Identical copies of all the records below are needed.

____

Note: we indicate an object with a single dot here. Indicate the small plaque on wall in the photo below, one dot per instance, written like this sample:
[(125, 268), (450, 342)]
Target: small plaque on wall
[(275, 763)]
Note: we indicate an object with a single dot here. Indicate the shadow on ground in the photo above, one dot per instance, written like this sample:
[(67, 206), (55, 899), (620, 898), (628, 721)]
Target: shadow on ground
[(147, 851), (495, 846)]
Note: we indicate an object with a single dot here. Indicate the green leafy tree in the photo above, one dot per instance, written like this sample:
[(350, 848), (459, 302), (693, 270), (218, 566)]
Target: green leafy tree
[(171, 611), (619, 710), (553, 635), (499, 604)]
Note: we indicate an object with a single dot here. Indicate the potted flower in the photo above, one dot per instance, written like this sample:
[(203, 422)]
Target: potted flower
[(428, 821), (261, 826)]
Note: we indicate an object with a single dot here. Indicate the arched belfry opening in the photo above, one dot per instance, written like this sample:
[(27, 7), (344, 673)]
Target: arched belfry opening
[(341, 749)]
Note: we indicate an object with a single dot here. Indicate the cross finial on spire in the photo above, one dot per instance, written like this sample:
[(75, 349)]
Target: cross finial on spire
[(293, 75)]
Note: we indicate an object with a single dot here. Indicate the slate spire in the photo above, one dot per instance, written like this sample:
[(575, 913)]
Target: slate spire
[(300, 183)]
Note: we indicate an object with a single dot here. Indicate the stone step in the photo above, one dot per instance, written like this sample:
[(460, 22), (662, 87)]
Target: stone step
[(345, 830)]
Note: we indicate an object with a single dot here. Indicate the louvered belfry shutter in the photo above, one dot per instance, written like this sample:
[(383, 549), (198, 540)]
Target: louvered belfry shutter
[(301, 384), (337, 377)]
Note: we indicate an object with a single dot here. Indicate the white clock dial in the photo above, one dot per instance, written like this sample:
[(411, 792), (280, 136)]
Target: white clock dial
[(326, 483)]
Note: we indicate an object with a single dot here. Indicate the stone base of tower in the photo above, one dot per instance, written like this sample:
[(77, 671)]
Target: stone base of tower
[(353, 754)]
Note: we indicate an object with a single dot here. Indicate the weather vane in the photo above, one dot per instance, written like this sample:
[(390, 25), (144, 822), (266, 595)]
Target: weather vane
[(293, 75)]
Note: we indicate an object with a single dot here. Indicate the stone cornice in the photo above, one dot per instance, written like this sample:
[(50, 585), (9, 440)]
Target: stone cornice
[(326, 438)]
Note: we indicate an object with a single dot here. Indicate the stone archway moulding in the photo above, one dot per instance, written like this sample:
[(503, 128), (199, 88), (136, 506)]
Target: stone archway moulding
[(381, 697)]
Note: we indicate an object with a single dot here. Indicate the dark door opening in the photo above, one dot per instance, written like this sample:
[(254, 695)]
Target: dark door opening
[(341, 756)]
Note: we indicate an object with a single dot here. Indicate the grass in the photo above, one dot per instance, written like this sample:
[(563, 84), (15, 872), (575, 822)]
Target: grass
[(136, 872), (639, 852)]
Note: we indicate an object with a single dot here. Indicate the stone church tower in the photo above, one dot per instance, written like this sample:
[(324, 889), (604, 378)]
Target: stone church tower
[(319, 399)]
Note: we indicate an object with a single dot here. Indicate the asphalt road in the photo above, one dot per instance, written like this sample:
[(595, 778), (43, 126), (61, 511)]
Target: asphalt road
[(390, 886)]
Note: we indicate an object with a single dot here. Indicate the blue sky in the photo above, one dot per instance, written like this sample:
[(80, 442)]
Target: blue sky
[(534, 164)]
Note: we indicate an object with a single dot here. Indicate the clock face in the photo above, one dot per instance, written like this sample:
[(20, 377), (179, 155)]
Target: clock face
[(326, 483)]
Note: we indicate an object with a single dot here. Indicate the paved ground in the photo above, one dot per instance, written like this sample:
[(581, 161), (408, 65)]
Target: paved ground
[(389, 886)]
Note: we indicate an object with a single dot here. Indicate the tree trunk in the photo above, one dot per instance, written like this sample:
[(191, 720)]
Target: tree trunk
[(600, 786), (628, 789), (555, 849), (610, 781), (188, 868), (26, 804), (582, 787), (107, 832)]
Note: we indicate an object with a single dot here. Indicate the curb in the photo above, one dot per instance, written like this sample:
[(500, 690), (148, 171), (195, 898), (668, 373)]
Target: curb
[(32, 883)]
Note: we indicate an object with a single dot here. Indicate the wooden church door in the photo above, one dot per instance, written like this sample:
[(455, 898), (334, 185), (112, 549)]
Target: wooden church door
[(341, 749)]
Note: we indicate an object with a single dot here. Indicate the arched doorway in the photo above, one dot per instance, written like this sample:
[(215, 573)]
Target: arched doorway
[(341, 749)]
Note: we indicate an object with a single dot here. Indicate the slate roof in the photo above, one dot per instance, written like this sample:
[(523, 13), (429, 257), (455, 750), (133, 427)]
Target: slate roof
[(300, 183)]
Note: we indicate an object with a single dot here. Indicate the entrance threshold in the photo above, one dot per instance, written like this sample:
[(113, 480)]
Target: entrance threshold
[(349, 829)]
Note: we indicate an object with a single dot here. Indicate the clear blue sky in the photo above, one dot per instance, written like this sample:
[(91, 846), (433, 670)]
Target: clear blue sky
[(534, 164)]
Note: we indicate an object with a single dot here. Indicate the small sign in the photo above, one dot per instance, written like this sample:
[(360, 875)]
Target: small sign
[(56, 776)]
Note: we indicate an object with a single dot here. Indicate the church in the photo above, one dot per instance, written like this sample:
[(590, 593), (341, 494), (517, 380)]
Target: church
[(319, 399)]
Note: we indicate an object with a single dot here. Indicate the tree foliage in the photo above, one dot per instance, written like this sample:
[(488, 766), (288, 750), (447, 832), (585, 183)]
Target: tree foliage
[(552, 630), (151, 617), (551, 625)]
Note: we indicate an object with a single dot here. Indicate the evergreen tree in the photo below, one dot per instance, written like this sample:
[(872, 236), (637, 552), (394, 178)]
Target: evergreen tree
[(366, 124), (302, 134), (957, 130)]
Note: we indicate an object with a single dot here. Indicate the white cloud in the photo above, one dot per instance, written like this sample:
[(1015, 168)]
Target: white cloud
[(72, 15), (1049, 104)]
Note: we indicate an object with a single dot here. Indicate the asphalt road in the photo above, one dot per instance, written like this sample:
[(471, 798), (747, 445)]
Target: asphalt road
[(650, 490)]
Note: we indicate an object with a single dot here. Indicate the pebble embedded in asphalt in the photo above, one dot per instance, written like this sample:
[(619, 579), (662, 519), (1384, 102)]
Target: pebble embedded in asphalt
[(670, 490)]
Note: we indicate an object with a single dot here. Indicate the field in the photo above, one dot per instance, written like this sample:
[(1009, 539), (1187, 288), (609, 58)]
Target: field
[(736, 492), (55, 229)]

____

**RESULT FOR THIS EXERCISE**:
Note: we indicate an object with a single dot here. Indicate the small plaque on wall in the photo below, one dot per instance, written like this sample:
[(125, 268), (450, 342)]
Target: small plaque on wall
[(275, 763)]
Note: we indicate an object with a single dot here. Indicate the shadow on ground in the photo above, one dot per instance, written like this sample:
[(67, 206), (55, 899), (620, 898), (628, 721)]
Target: shadow on ground
[(147, 851), (495, 846)]
Note: we indicate an object with a single dot here. Indicate the green leafy tree in the photo above, one dot per instance, written like this sample:
[(350, 848), (459, 302), (693, 270), (218, 566)]
Target: green leafy tree
[(171, 611), (619, 710), (553, 635), (499, 604)]
Note: we indicate an object with a single dot here. Indicate the potted flower in the photo above, one dot per instance, written like this sample:
[(203, 422)]
Target: potted flower
[(428, 821), (261, 826)]
Note: we indicate an object with a single dot here. Indicate the arched belfry opening in the photo above, one dot per instance, written like this sample:
[(27, 7), (344, 673)]
Target: arched belfry opening
[(341, 749)]
Note: we indicate an object with a single dot here. Indicate the cross finial on spire in the photo above, one dot per instance, written like this sample:
[(75, 349)]
Target: cross finial on spire
[(293, 75)]
Note: we indicate an object with a single dot here. Indicate the slate spire in the photo above, one dot per instance, written like this sample:
[(575, 913)]
Target: slate spire
[(300, 183)]
Note: we indicate an object with a single dot here. Indicate the stone step in the photo above, one dot per instance, written like this sample:
[(460, 22), (662, 87)]
Target: stone step
[(345, 830)]
Note: we indicate an object with a single dot here. Indicate the louvered belfry shutter in the photo above, one dot per instance, written like this sample:
[(383, 549), (198, 540)]
Target: louvered belfry shutter
[(301, 384), (337, 377)]
Note: we indicate an object with a single dot here. Indicate the white clock dial in the photo above, one dot per instance, written like this sample:
[(411, 792), (280, 136)]
Target: white clock dial
[(326, 483)]
Note: we indicate an object with a single dot here. Indicate the stone base of tower in the photo above, one dot per instance, written like this sample:
[(77, 671)]
Target: stone base of tower
[(353, 754)]
Note: we indicate an object with a single dot here. Indicate the weather vane in the photo above, one dot per instance, written like this sample:
[(390, 25), (144, 822), (266, 595)]
Target: weather vane
[(293, 75)]
Note: we indicate an object with a single dot here. Indicate the stone cornice in the photo above, one dot per instance, written like this sample:
[(50, 585), (9, 440)]
Target: stone cornice
[(326, 438)]
Note: we indicate an object with a single dot here. Indicate the stone archway moulding in the photo above, one dot per instance, written like this sample:
[(503, 128), (199, 88), (136, 506)]
Target: stone archway moulding
[(381, 697)]
Note: we indicate an object with a single dot here. Indicate the dark door opening in the photo above, one dot per instance, written like this sample:
[(254, 695)]
Target: dark door opening
[(341, 756)]
Note: we indicate an object with a single dot here. Indicate the grass in the photo above, one dot per instance, written like this sample:
[(563, 84), (15, 872), (575, 822)]
Target: grass
[(136, 872), (639, 852)]
Note: we indicate an object with a single dot here. Indicate the stone church tower in the photo above, one dot per instance, written like this sample:
[(324, 889), (604, 378)]
Target: stone church tower
[(319, 399)]
Note: we indicate an object with a single dot here. Indicate the asphalt road in the photo above, one dot per instance, written like this sample:
[(595, 778), (43, 126), (61, 511)]
Target: asphalt road
[(390, 886)]
Note: we indicate an object with a single dot here. Indicate the blue sky in the photo above, one dot per instance, written like this sample:
[(80, 442)]
Target: blue sky
[(534, 164)]
Note: we indicate an object with a single dot here. Indicate the clock face in the photo above, one dot per instance, written like this sample:
[(20, 377), (179, 155)]
Target: clock face
[(326, 483)]
Note: we indicate an object with a single dot here. Indicate the paved ground in the photo above, one dot per instance, written like this sample:
[(581, 161), (408, 65)]
Target: paved ground
[(389, 886)]
Note: we indicate an object with a single dot here. Indicate the tree trunk in the photo above, one dot per instance, written like this sample:
[(191, 720)]
Target: tree trunk
[(600, 786), (628, 789), (555, 849), (610, 781), (188, 868), (26, 804), (582, 787), (107, 832)]
Note: we indicate an object with a single dot here. Indicate the curb in the photo above, one dot per instance, written like this sample:
[(500, 690), (148, 171), (195, 898), (668, 373)]
Target: curb
[(32, 883)]
Note: we indicate an object with a single dot here. Indicate the wooden church door in the photo above, one dot per instance, written like this sample:
[(455, 898), (334, 185), (112, 549)]
Target: wooden church door
[(341, 749)]
Note: we indicate an object with a single dot here. Indicate the arched doorway in the photo above, one dot per instance, written like this sample:
[(215, 573)]
Target: arched doorway
[(341, 749)]
Note: we indicate an object with a single dot here. Indicate the slate roof in the photo above, one dot per instance, written like this sample:
[(523, 13), (429, 257), (455, 750), (133, 427)]
Target: slate roof
[(300, 183)]
Note: we indicate an object with a single dot here. Indicate the entrance threshold in the photo above, one dot per instance, written like this sample:
[(113, 480)]
Target: entrance threshold
[(349, 829)]
Note: we indicate an object with a single dot here. Indicate the clear blue sky in the photo above, one dot per instance, written like this sample:
[(91, 846), (433, 670)]
Target: clear blue sky
[(534, 164)]
Note: we indicate an object with a single dot here. Indicate the small sign in the photo above, one dot per instance, written like this sample:
[(360, 875)]
Target: small sign
[(56, 776)]
Note: we indicate an object with a single dot here. Indicate the church in the photo above, one dot per instance, written like this sample:
[(590, 593), (341, 494), (517, 380)]
Target: church
[(319, 399)]
Note: we indicate an object with a single dot here. Indicate the tree foliage in the photo above, one dot per instance, written like this sample:
[(488, 766), (288, 750), (447, 832), (585, 183)]
Target: tree foliage
[(552, 630), (151, 617), (551, 625)]
Note: we indicate an object with a single dot here. Indicate the evergreen tree in the photo below, one dot per instance, written like this sample:
[(872, 236), (637, 552), (394, 178)]
Target: evergreen tree
[(366, 124), (302, 134), (957, 130)]
Note: we indicate an object with a single dot here. Indicate the white cloud in the photo above, one dot per instance, written like this sample:
[(1015, 168)]
Target: white cloud
[(72, 15), (1049, 104)]
Note: we indicate an object with a single dot here. Indicate the asphalt road in the photo above, one dot per instance, written like this sample:
[(471, 798), (747, 445)]
Target: asphalt road
[(650, 490)]
Note: we indicate an object with a single dot here. Indicate the pebble embedded in asphalt in the photo above, one dot per instance, written like this sample:
[(619, 579), (662, 519), (1384, 102)]
Target: pebble embedded in asphalt
[(670, 490)]
Note: we indicate an object with a single dot here. Indicate the field in the photo above, one dot per instance, written like this sample:
[(1009, 539), (1187, 288), (609, 58)]
Target: field
[(736, 492), (55, 229)]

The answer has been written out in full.